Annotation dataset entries
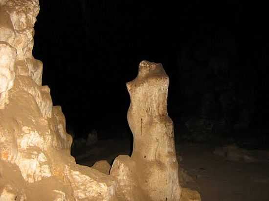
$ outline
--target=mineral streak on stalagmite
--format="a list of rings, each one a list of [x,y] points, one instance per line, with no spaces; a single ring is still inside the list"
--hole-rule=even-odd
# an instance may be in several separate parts
[[[127,83],[128,121],[134,134],[131,158],[140,184],[153,200],[178,201],[178,176],[173,122],[167,111],[169,78],[161,64],[142,61],[138,76]]]

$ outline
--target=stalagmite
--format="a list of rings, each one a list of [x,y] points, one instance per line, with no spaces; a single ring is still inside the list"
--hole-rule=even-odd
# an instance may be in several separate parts
[[[173,122],[167,111],[168,85],[161,64],[145,60],[136,78],[127,83],[131,97],[127,117],[134,148],[125,165],[152,201],[179,201],[181,191]],[[117,160],[125,162],[123,157]]]
[[[0,201],[195,200],[191,191],[182,194],[191,198],[180,198],[169,79],[160,64],[142,61],[127,84],[132,156],[118,157],[110,171],[104,161],[76,164],[65,116],[32,55],[39,11],[38,0],[0,0]]]

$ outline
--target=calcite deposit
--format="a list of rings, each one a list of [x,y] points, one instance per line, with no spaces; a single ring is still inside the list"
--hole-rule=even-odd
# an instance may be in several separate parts
[[[0,201],[194,200],[181,193],[159,64],[142,61],[127,84],[132,156],[118,157],[110,171],[104,161],[76,164],[65,116],[32,55],[39,11],[38,0],[0,0]]]

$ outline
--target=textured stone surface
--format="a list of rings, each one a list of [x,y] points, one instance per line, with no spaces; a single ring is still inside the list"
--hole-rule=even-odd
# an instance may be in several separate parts
[[[107,161],[103,160],[96,162],[90,167],[108,175],[111,167]]]
[[[38,0],[0,1],[0,200],[113,199],[116,182],[75,164],[60,106],[32,55]]]
[[[32,55],[39,11],[38,0],[0,0],[0,200],[179,200],[161,65],[141,62],[127,84],[131,157],[117,157],[109,175],[107,162],[77,164],[65,116],[42,86],[43,64]]]

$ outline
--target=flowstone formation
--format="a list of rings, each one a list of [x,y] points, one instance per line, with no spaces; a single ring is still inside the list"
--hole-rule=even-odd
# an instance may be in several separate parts
[[[0,201],[112,200],[116,182],[76,164],[61,107],[32,56],[37,0],[0,0]]]
[[[128,201],[200,201],[179,185],[173,121],[167,110],[169,78],[160,63],[142,61],[137,77],[127,84],[127,114],[134,135],[131,157],[117,157],[110,175]]]
[[[0,0],[0,201],[200,200],[179,184],[160,64],[142,61],[128,84],[131,157],[118,157],[110,172],[105,161],[76,164],[65,116],[32,55],[39,11],[38,0]]]

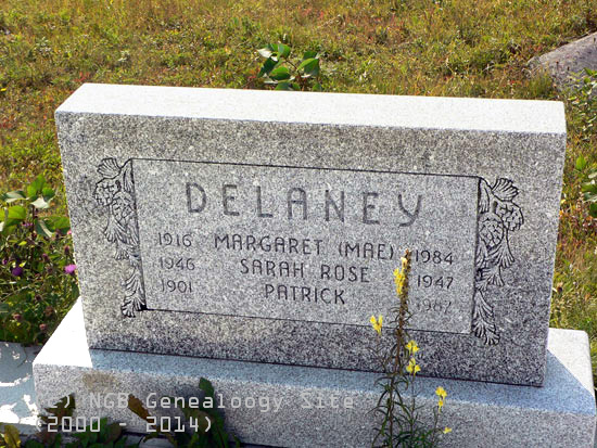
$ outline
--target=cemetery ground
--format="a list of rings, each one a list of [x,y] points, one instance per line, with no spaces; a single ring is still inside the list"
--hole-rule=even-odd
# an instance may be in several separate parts
[[[597,165],[597,103],[526,69],[595,30],[585,0],[3,0],[0,190],[43,174],[54,213],[66,214],[53,111],[82,82],[263,88],[256,50],[268,42],[318,51],[323,91],[561,100],[569,142],[550,325],[589,334],[595,372],[597,220],[581,184]]]

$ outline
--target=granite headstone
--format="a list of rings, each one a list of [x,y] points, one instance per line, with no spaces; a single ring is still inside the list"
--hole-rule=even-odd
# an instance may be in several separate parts
[[[84,85],[55,117],[91,348],[374,370],[409,248],[422,372],[542,384],[561,103]]]

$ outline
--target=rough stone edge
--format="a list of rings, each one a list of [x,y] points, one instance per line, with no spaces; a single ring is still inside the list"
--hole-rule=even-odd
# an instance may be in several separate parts
[[[0,342],[0,426],[11,424],[22,434],[37,431],[33,361],[40,346]],[[10,357],[10,359],[5,359]]]
[[[549,336],[544,387],[418,380],[418,399],[428,415],[436,402],[435,387],[442,385],[448,391],[441,424],[454,431],[444,439],[445,447],[479,446],[481,441],[483,446],[555,447],[560,440],[562,447],[593,447],[596,409],[588,337],[572,330],[550,330]],[[367,411],[378,396],[374,373],[89,350],[85,346],[80,304],[34,361],[38,406],[47,407],[75,392],[81,404],[78,415],[109,415],[126,422],[131,431],[143,431],[137,417],[126,409],[90,408],[85,394],[112,391],[144,399],[155,391],[189,396],[196,392],[202,375],[228,398],[270,396],[292,405],[267,414],[229,408],[226,412],[230,428],[244,441],[357,447],[366,446],[371,437],[373,422]],[[325,399],[336,395],[340,402],[351,396],[354,409],[303,409],[301,394],[321,395]]]

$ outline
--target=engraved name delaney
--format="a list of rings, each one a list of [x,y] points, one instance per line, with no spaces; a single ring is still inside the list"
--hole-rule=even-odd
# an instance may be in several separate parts
[[[495,269],[509,266],[493,254],[497,244],[508,253],[506,232],[521,223],[511,181],[155,159],[104,159],[98,170],[104,234],[132,269],[125,316],[368,325],[395,304],[392,272],[410,248],[412,327],[497,341],[481,282],[499,285]],[[478,234],[479,222],[499,220],[503,236]]]
[[[245,204],[242,212],[236,209],[233,203],[236,202],[237,195],[239,194],[239,185],[234,183],[225,183],[221,185],[221,195],[215,200],[217,205],[221,206],[221,213],[226,216],[240,216],[243,214],[255,214],[259,218],[274,218],[274,213],[264,210],[264,190],[262,185],[255,185],[253,189],[253,199],[252,204]],[[199,183],[187,182],[187,209],[190,214],[201,213],[205,209],[207,205],[207,193],[205,189]],[[251,194],[251,193],[249,193]],[[315,214],[315,216],[321,216],[326,221],[339,220],[344,222],[346,219],[346,192],[343,190],[340,191],[330,191],[326,190],[325,192],[315,192],[315,194],[320,194],[322,197],[319,202],[316,202],[316,206],[321,202],[323,203],[322,213]],[[333,197],[333,196],[336,197]],[[272,200],[276,201],[279,197],[272,196]],[[348,197],[348,206],[352,208],[358,208],[356,218],[358,218],[365,225],[380,225],[380,219],[376,216],[377,201],[380,197],[380,193],[377,191],[364,191],[358,192],[356,197]],[[417,195],[417,205],[412,212],[406,209],[403,203],[402,193],[397,193],[397,204],[401,210],[402,216],[389,217],[389,220],[393,223],[397,223],[399,227],[408,227],[415,222],[419,216],[419,210],[421,208],[421,195]],[[281,218],[291,219],[303,219],[307,220],[309,218],[309,206],[307,199],[307,191],[305,189],[293,187],[287,190],[284,195],[285,201],[283,204],[284,216]],[[389,197],[382,199],[382,201],[390,200]],[[321,210],[319,210],[321,212]],[[351,214],[350,216],[355,216]],[[312,212],[310,217],[314,217]]]

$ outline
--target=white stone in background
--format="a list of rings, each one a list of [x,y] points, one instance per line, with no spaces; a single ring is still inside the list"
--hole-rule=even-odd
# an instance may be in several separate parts
[[[373,421],[367,413],[379,397],[376,373],[255,362],[88,349],[84,344],[82,311],[77,304],[34,362],[38,402],[48,407],[75,394],[77,415],[110,415],[127,430],[145,424],[127,409],[93,407],[90,394],[134,394],[153,397],[198,396],[201,376],[223,394],[230,430],[245,443],[284,447],[369,447]],[[543,387],[472,381],[417,379],[418,404],[428,417],[436,405],[434,391],[448,397],[440,424],[453,427],[443,447],[592,448],[596,423],[595,395],[586,333],[549,331]],[[244,405],[231,408],[233,397],[281,400],[277,412]],[[305,399],[306,397],[306,399]],[[307,400],[323,408],[304,409]],[[339,409],[331,407],[333,397]],[[344,406],[352,398],[353,409]],[[154,414],[167,413],[153,411]]]
[[[0,342],[0,425],[22,433],[37,431],[37,406],[31,363],[41,347]]]

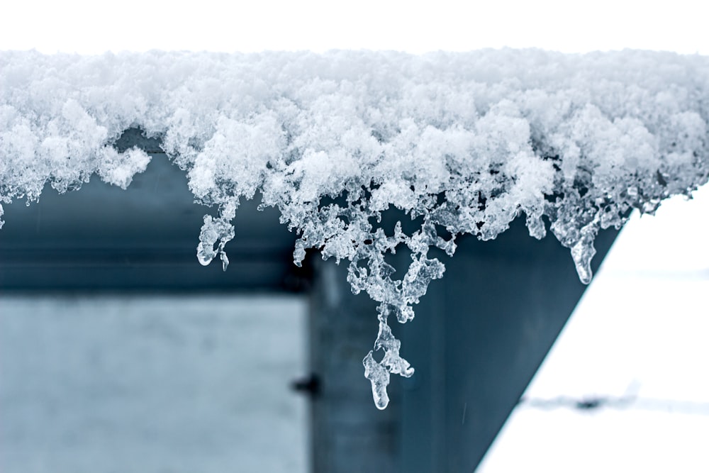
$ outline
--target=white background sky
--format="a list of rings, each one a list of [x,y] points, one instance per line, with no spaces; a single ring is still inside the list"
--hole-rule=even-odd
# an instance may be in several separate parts
[[[698,0],[6,4],[2,50],[421,53],[510,46],[709,55],[709,3]],[[644,217],[624,230],[530,396],[617,396],[632,384],[641,396],[709,402],[709,197],[659,214],[661,220]],[[709,471],[708,441],[708,415],[523,408],[483,469]]]
[[[707,2],[593,0],[6,1],[0,49],[258,51],[537,47],[709,54]]]

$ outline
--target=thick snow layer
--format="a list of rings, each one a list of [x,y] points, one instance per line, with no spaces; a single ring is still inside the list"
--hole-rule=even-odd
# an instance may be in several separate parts
[[[296,264],[308,247],[350,262],[352,290],[380,303],[384,358],[364,363],[384,408],[389,374],[413,371],[387,321],[411,320],[442,277],[431,246],[452,255],[456,235],[494,238],[524,215],[588,282],[600,228],[707,181],[709,57],[698,55],[5,52],[0,199],[96,173],[125,187],[150,158],[112,143],[130,127],[162,137],[197,200],[220,209],[204,219],[202,264],[219,255],[226,267],[239,199],[257,191],[298,232]],[[418,230],[386,234],[377,222],[392,206]],[[384,255],[403,246],[402,274]]]

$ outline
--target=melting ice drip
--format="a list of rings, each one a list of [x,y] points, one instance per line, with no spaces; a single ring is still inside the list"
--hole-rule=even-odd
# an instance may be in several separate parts
[[[350,262],[352,291],[379,302],[363,362],[384,408],[390,375],[413,372],[389,322],[411,320],[442,277],[431,247],[452,255],[456,235],[492,239],[524,216],[588,283],[601,228],[707,182],[708,121],[709,58],[696,55],[4,52],[0,202],[93,174],[125,188],[150,158],[111,143],[136,126],[161,137],[196,199],[219,208],[201,264],[218,255],[226,269],[238,202],[257,191],[298,233],[296,264],[307,248]],[[390,208],[418,228],[385,232]],[[396,272],[385,256],[403,247]]]

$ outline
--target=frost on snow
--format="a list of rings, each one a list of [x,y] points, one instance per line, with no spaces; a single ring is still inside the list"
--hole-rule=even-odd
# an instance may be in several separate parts
[[[299,235],[296,265],[306,248],[349,262],[352,291],[379,303],[364,365],[383,408],[390,374],[413,372],[389,321],[413,318],[443,274],[429,248],[452,255],[455,235],[494,238],[523,215],[587,283],[600,228],[707,181],[708,118],[709,58],[671,53],[4,52],[0,201],[94,174],[125,188],[150,157],[112,143],[133,127],[161,137],[220,211],[204,218],[201,263],[226,267],[240,199],[257,191]],[[391,207],[418,230],[385,232]],[[395,269],[384,256],[403,247]]]

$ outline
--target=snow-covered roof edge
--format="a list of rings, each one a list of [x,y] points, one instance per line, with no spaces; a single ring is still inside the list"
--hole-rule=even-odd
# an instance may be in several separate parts
[[[239,199],[257,191],[298,233],[296,264],[308,247],[350,262],[352,290],[380,303],[384,357],[364,366],[383,408],[389,374],[413,372],[387,320],[411,320],[442,277],[430,246],[452,255],[456,235],[494,238],[524,215],[588,282],[600,228],[707,181],[708,118],[703,56],[4,52],[0,201],[94,174],[125,188],[150,157],[111,143],[133,127],[162,137],[196,199],[220,209],[204,218],[202,264],[225,268]],[[391,206],[420,228],[386,234],[376,221]],[[384,257],[401,245],[412,261],[394,279]]]

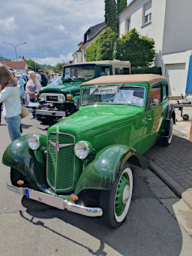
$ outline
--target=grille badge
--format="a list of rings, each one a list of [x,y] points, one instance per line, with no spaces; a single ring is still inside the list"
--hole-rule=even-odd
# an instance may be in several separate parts
[[[51,141],[48,141],[48,142],[55,148],[55,152],[58,152],[59,149],[61,148],[65,148],[65,147],[74,145],[74,143],[59,144],[58,142],[53,142]]]

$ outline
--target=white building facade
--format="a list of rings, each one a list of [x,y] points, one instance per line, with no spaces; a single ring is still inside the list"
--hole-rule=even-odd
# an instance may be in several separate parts
[[[155,41],[155,65],[170,81],[170,95],[185,94],[192,54],[192,1],[133,0],[118,15],[119,36],[136,28]]]

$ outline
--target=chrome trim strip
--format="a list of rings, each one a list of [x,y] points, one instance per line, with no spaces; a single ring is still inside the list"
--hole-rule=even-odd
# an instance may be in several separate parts
[[[61,126],[62,126],[63,125],[60,125],[57,127],[57,130],[55,132],[50,132],[48,134],[48,136],[49,135],[51,134],[56,134],[57,135],[57,141],[58,141],[58,134],[60,135],[68,135],[68,136],[71,136],[73,137],[74,138],[74,145],[75,145],[75,137],[72,135],[69,135],[68,133],[65,133],[65,132],[60,132],[59,131],[59,128]],[[50,185],[50,187],[54,190],[55,192],[58,191],[65,191],[67,190],[69,190],[71,189],[73,185],[74,185],[74,174],[75,174],[75,154],[74,153],[74,173],[73,173],[73,182],[72,182],[72,185],[70,187],[70,188],[65,188],[65,189],[56,189],[56,183],[57,183],[57,166],[58,166],[58,152],[57,152],[57,155],[56,155],[56,171],[55,171],[55,188],[53,188],[51,184],[48,182],[48,148],[47,148],[47,151],[48,151],[48,154],[47,154],[47,165],[46,165],[46,178],[47,178],[47,181],[48,181],[48,184]]]
[[[12,192],[15,192],[16,194],[25,194],[25,188],[17,188],[13,186],[12,185],[10,184],[6,184],[7,185],[7,188],[8,190],[10,190]],[[38,195],[41,196],[41,194],[44,194],[45,195],[46,195],[48,198],[50,197],[50,198],[51,198],[51,201],[53,201],[55,198],[58,199],[58,198],[52,196],[52,195],[49,195],[48,194],[43,193],[43,192],[39,192],[37,191],[35,191],[33,189],[31,188],[28,188],[28,190],[32,191],[34,193],[37,193]],[[32,199],[37,201],[40,201],[43,204],[45,204],[43,200],[35,200],[35,199]],[[73,203],[68,202],[67,200],[63,200],[64,202],[64,209],[67,209],[69,211],[72,211],[74,213],[77,213],[78,214],[81,214],[81,215],[84,215],[84,216],[88,216],[88,217],[98,217],[98,216],[101,216],[103,214],[103,211],[102,209],[101,209],[100,208],[91,208],[91,207],[86,207],[86,206],[81,206],[78,204],[74,204]],[[46,204],[48,205],[51,205],[48,204],[48,203],[46,203]]]

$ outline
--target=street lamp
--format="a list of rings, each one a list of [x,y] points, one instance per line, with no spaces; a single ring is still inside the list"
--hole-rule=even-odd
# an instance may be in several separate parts
[[[6,44],[6,45],[12,45],[12,46],[15,48],[15,55],[16,55],[16,60],[17,60],[17,62],[18,62],[17,47],[18,47],[18,45],[25,45],[25,44],[27,44],[27,43],[28,43],[27,42],[25,42],[22,43],[22,44],[18,44],[18,45],[12,45],[12,44],[7,43],[6,42],[3,42],[4,44]],[[17,67],[18,67],[18,62],[17,62]]]

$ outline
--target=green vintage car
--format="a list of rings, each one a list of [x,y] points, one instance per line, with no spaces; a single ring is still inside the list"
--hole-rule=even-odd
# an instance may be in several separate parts
[[[157,140],[171,142],[175,113],[167,99],[167,81],[157,75],[83,83],[76,113],[47,136],[22,136],[6,148],[7,188],[59,209],[102,216],[117,228],[131,200],[131,165],[144,170],[150,161],[142,154]]]
[[[130,72],[128,61],[98,61],[65,65],[62,81],[61,78],[56,78],[54,83],[42,88],[38,102],[29,102],[28,106],[42,121],[68,116],[77,111],[76,102],[83,81],[104,75],[127,75]]]

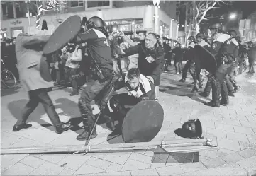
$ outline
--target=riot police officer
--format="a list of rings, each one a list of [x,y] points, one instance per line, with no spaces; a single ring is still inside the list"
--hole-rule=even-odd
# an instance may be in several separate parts
[[[253,46],[252,41],[248,42],[248,61],[249,61],[249,71],[247,74],[254,74],[254,65],[255,62],[255,47]]]
[[[187,71],[189,71],[190,74],[192,76],[194,75],[193,67],[194,67],[194,61],[193,61],[193,57],[191,54],[191,50],[196,45],[196,39],[194,36],[190,36],[188,38],[189,46],[188,50],[186,51],[184,54],[184,59],[187,60],[186,64],[182,70],[182,79],[179,81],[179,82],[185,82],[187,78]]]
[[[210,44],[206,40],[206,36],[204,33],[198,33],[196,35],[196,42],[197,42],[196,45],[199,45],[201,46],[202,47],[206,48],[206,49],[210,48],[210,47],[211,47]],[[196,58],[195,58],[195,59],[196,59]],[[194,76],[193,76],[193,78],[194,78],[193,91],[198,91],[199,88],[201,88],[203,87],[201,76],[200,76],[201,71],[201,66],[195,64],[194,65]],[[197,87],[197,81],[199,82],[199,88]],[[206,86],[206,86],[207,89],[210,89],[209,91],[211,91],[211,87],[208,86],[209,83],[208,85],[206,84]]]
[[[228,34],[229,35],[230,35],[231,37],[235,38],[236,40],[235,37],[237,37],[237,33],[235,30],[230,30],[228,32]],[[239,43],[238,43],[238,54],[239,54],[239,47],[240,47]],[[238,66],[238,57],[239,57],[239,54],[237,56],[237,57],[235,58],[235,61],[232,64],[230,71],[228,73],[228,74],[225,78],[225,81],[227,84],[227,88],[228,90],[228,95],[233,96],[233,97],[235,96],[235,90],[238,90],[238,88],[239,88],[238,85],[237,84],[237,83],[235,81],[235,76],[234,76],[235,69]]]
[[[108,93],[105,93],[105,89],[109,86],[113,78],[113,61],[111,52],[107,41],[108,37],[105,28],[104,20],[98,17],[94,16],[89,19],[87,23],[86,32],[77,35],[77,42],[87,42],[87,49],[91,59],[92,59],[92,81],[87,84],[87,87],[81,93],[78,105],[82,114],[84,131],[79,134],[77,140],[88,140],[93,129],[95,122],[95,117],[92,114],[90,103],[96,98],[101,99],[100,108],[104,109],[106,102],[104,100]],[[101,95],[104,93],[103,95]],[[99,97],[100,96],[100,97]],[[113,121],[111,118],[106,119],[112,129],[114,128]],[[94,129],[91,138],[97,136]]]
[[[210,30],[213,38],[212,54],[217,61],[217,68],[211,76],[212,100],[206,105],[219,107],[228,104],[228,94],[225,77],[231,69],[232,64],[238,54],[238,43],[235,39],[223,33],[220,23],[213,24]],[[220,95],[221,100],[220,101]]]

_Job_.
List every line above that contains the string "snow", copying each such line in full. Letter case counts.

_Solution to this problem_.
--target=thick snow layer
--target=frost on snow
--target=snow-covered roof edge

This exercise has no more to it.